Exercise directions. Rewrite every line of the entries below, requests included, and shift each answer coordinate by adding 125 to both its x and its y value. Keep the wording of the requests and their format lines as they are.

Exercise data.

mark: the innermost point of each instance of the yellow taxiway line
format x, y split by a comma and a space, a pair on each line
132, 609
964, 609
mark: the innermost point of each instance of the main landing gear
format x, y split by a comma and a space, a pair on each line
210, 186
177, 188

Task result.
mark: the innermost point of each instance of the yellow taxiway line
format x, y split by a comma and a space, a pair on each line
257, 734
1089, 734
mark: the innermost point of each instance of the main landing gear
format x, y split by a comma and a space, a pair on each line
335, 311
302, 313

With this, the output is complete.